### [PROBLEM TO WORK ON]
Count the lines of the records below that contain the string "dinosaur", with case taken into account, and give only the number.

### [DATA]
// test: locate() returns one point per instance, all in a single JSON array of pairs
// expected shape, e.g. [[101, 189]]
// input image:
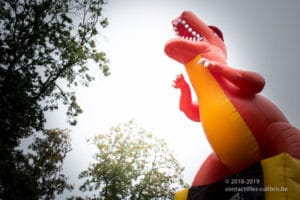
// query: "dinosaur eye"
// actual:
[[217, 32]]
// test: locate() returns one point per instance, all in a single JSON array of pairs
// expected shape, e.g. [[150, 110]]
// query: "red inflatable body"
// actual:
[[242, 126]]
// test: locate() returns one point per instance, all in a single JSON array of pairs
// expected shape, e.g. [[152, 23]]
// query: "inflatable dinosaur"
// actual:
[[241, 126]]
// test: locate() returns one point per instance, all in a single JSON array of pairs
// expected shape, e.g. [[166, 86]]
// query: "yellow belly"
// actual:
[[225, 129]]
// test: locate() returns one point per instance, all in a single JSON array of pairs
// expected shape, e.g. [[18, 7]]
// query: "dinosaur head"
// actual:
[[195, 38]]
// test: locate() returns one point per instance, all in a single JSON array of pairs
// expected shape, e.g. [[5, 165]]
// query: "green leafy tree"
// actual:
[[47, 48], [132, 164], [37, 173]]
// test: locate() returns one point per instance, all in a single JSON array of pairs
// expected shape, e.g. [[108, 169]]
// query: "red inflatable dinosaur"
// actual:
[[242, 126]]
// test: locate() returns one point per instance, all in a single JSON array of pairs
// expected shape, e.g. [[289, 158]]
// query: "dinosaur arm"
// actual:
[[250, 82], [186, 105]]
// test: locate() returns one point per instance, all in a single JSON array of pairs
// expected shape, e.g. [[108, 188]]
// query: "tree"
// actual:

---

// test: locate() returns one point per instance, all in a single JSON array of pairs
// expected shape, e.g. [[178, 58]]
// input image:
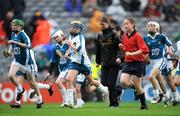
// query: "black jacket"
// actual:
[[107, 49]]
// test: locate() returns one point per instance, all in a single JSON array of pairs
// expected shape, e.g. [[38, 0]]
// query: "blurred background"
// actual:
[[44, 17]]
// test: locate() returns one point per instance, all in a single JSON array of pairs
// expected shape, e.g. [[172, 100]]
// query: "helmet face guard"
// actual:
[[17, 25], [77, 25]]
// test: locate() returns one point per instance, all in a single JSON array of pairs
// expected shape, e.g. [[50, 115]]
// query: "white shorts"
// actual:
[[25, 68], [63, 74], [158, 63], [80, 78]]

### [EXERCISE SOLUTION]
5